| TRAVAIL À FAIRE |
Dans le texte ci-dessous sur la relecture d'un article, recopiez le passage qui commence par « Là-dessus, terminant » et va jusqu'à « fort peu, heureusement. », en substituant « xérès » à « porto ».

| TEXTE À LIRE |
Difficulté à laquelle je ne suis plus habitué, impression désagréable
d'être en train de produire une grosse bouse, et de le faire
péniblement. À la relecture, comme on a arpenté la documentation de long
en large pour bâtir l'article, plus moyen de savoir si le résultat
obtenu sera compréhensible par le lecteur. Et l'impression que tout vous
échappe, que vous n'avez pas dit le tiers de ce qu'il aurait fallu, et
en plus pas au bon moment ni au bon endroit. J'espère que tout cela va
s'estomper dans les semaines qui viennent, sinon, malgré le plaisir
enfantin que j'éprouve à gagner de l'argent, je serai contraint de
renoncer à l'exercice, à cause de cette impression de forfaiture qui ne
me quitte jamais tout à fait.
Là-dessus, terminant
cette énigmatique et pénible relecture, j'étais en train de prendre
connaissance des noms d'oiseaux que s'échangeaient mes commentateurs sur
le blog-mère (“Tu es de mauvaise foi ! – Non, c'est toi qui y est ! –
Même pas vrai, pauv' con !, c'est toi ! ”, etc.), lorsque Catherine a
fait irruption dans la Case pour me demander si j'en aurais encore pour
longtemps. Lui ayant dit que c'était presque terminé, elle m'annonce
qu'elle va se servir un petit verre de porto en m'attendant. Sur quoi je
l'ai suivie, comme le chien au cul de la chienne, et lui ai sifflé ce
qui lui restait de cognac, c'est-à-dire fort peu, heureusement.

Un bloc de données
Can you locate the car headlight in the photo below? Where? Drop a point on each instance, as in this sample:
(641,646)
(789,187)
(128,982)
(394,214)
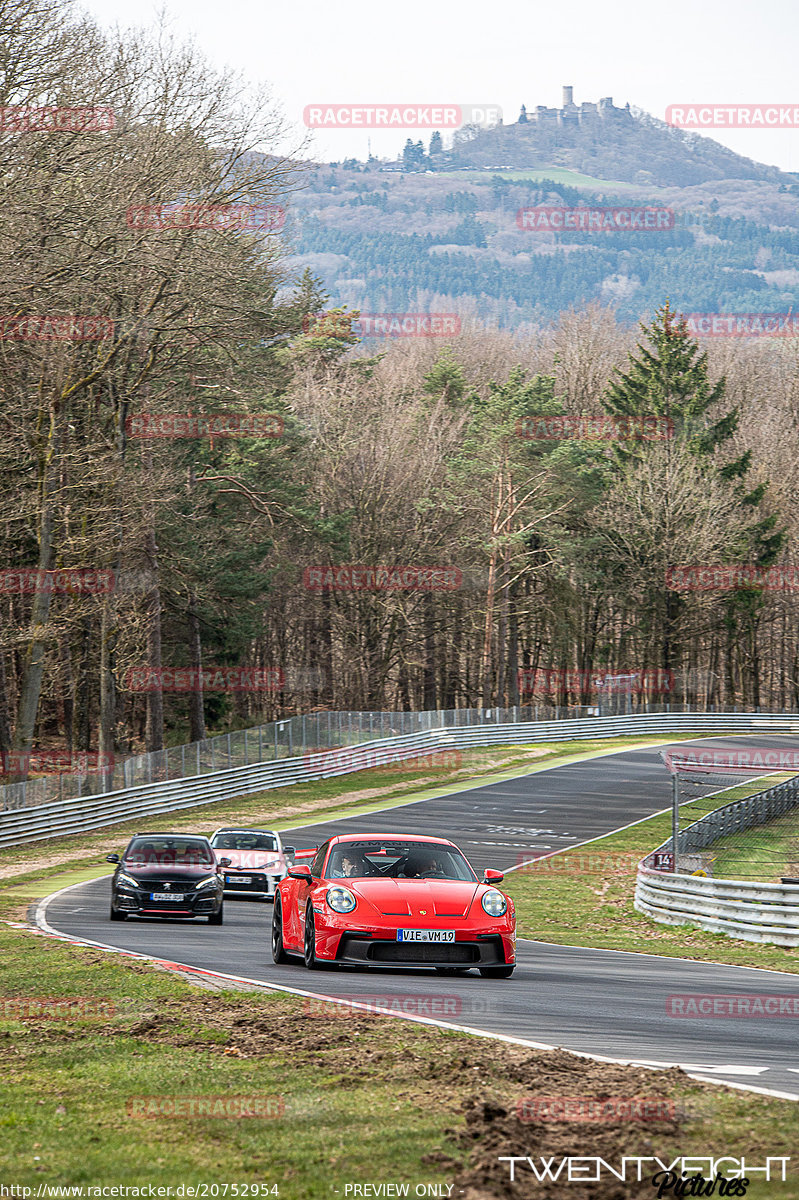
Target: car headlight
(494,904)
(341,899)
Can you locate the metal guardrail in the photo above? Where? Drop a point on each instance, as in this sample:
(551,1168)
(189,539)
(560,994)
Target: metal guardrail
(752,911)
(290,737)
(77,815)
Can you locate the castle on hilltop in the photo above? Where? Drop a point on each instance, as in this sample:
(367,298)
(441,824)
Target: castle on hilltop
(574,114)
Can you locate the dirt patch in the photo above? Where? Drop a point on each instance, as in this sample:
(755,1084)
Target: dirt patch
(490,1089)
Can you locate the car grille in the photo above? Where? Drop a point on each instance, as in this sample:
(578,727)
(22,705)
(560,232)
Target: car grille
(254,883)
(424,952)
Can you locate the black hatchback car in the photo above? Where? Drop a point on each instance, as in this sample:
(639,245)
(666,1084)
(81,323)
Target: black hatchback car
(168,875)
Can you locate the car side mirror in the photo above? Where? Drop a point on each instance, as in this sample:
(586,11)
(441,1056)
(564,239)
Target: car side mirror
(301,873)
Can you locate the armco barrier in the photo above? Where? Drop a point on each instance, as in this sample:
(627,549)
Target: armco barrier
(751,911)
(754,912)
(35,823)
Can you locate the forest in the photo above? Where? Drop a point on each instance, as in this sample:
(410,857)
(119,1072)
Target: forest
(218,511)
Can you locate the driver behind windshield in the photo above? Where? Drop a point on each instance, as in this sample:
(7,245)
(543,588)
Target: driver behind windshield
(349,864)
(424,865)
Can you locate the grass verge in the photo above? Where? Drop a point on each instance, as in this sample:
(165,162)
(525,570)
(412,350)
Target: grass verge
(767,852)
(586,898)
(356,1099)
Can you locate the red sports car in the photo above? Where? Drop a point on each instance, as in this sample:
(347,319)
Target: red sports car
(402,900)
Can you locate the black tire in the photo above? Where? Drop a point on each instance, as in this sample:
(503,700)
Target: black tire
(278,953)
(310,942)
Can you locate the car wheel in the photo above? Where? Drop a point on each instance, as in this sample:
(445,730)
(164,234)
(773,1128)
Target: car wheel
(310,941)
(278,953)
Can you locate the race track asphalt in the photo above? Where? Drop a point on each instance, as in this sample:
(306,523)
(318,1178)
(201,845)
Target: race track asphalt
(593,1001)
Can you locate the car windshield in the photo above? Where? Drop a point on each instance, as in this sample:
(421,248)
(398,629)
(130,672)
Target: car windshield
(245,841)
(397,859)
(168,852)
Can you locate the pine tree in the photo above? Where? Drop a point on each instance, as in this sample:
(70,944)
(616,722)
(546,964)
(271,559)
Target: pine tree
(668,378)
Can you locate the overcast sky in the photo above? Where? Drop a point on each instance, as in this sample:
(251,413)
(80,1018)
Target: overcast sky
(518,52)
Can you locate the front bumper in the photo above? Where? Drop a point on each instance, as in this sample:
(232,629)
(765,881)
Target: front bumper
(258,883)
(139,904)
(482,951)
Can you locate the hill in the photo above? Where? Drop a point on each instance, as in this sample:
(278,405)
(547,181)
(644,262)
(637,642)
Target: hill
(446,238)
(622,144)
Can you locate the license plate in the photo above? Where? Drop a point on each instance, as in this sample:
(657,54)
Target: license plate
(425,935)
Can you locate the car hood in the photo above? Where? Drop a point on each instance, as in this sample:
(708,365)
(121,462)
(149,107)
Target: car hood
(251,858)
(416,898)
(169,873)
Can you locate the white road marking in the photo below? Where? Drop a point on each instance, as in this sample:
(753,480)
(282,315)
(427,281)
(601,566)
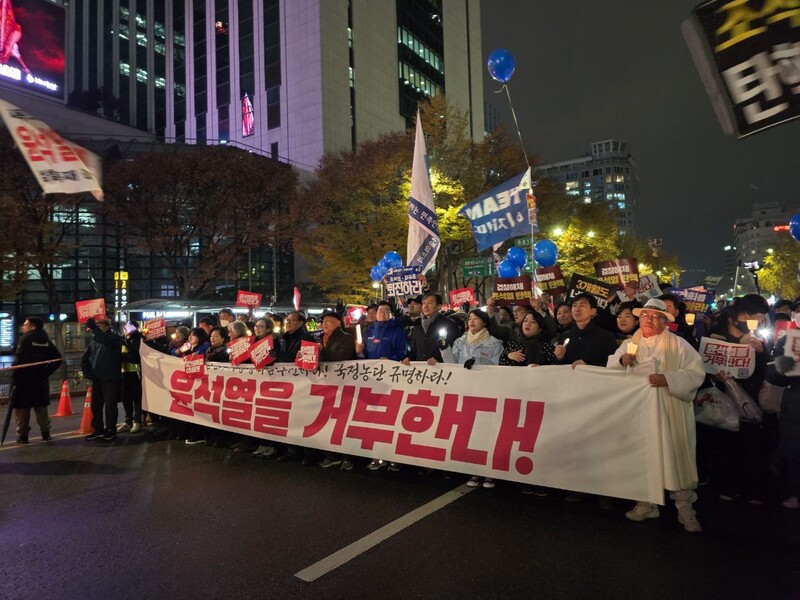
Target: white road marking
(340,557)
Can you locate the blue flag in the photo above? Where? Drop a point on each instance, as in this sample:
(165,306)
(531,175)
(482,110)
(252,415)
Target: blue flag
(501,213)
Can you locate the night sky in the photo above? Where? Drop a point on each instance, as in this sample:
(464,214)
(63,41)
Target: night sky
(589,71)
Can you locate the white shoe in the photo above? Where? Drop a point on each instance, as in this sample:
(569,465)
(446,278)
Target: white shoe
(688,519)
(642,511)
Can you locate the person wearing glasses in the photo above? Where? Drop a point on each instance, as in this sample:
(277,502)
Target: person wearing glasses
(678,375)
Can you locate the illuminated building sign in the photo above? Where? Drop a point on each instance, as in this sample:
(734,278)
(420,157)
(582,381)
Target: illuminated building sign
(32,40)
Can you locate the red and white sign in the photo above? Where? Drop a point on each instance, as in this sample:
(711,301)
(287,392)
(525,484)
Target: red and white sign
(308,357)
(90,309)
(461,295)
(792,349)
(738,360)
(155,328)
(248,299)
(296,299)
(260,352)
(527,427)
(239,350)
(59,166)
(194,366)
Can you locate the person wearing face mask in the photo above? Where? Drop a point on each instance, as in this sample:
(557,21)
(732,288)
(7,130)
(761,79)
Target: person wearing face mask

| RÉSULTAT |
Là-dessus, terminant
cette énigmatique et pénible relecture, j'étais en train de prendre
connaissance des noms d'oiseaux que s'échangeaient mes commentateurs sur
le blog-mère (“Tu es de mauvaise foi ! – Non, c'est toi qui y est ! –
Même pas vrai, pauv' con !, c'est toi ! ”, etc.), lorsque Catherine a
fait irruption dans la Case pour me demander si j'en aurais encore pour
longtemps. Lui ayant dit que c'était presque terminé, elle m'annonce
qu'elle va se servir un petit verre de xérès en m'attendant. Sur quoi je
l'ai suivie, comme le chien au cul de la chienne, et lui ai sifflé ce
qui lui restait de cognac, c'est-à-dire fort peu, heureusement.